**SUPPLIED INFORMATION:**
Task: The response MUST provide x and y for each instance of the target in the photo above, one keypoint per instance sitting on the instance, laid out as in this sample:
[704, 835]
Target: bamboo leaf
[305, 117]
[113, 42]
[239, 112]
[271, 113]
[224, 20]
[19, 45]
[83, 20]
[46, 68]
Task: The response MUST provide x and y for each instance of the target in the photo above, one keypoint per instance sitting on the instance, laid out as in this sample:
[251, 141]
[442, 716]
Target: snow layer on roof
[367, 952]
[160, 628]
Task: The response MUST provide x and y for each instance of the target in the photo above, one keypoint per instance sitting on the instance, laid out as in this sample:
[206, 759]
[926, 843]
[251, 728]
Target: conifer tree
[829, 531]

==

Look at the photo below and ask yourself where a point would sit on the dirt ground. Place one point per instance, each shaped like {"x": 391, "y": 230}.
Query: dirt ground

**TASK OBJECTIVE:** Revise everything from the line containing "Look at the" down to the line containing "Query: dirt ground", putting "sandy ground" wherever "dirt ground" appears and leaving every other word as it is.

**ANSWER FOR THIS EXERCISE:**
Look at the photo below and ask yourself where a point would sit on the sandy ground. Place one point per instance, each shaped like {"x": 391, "y": 230}.
Query: sandy ground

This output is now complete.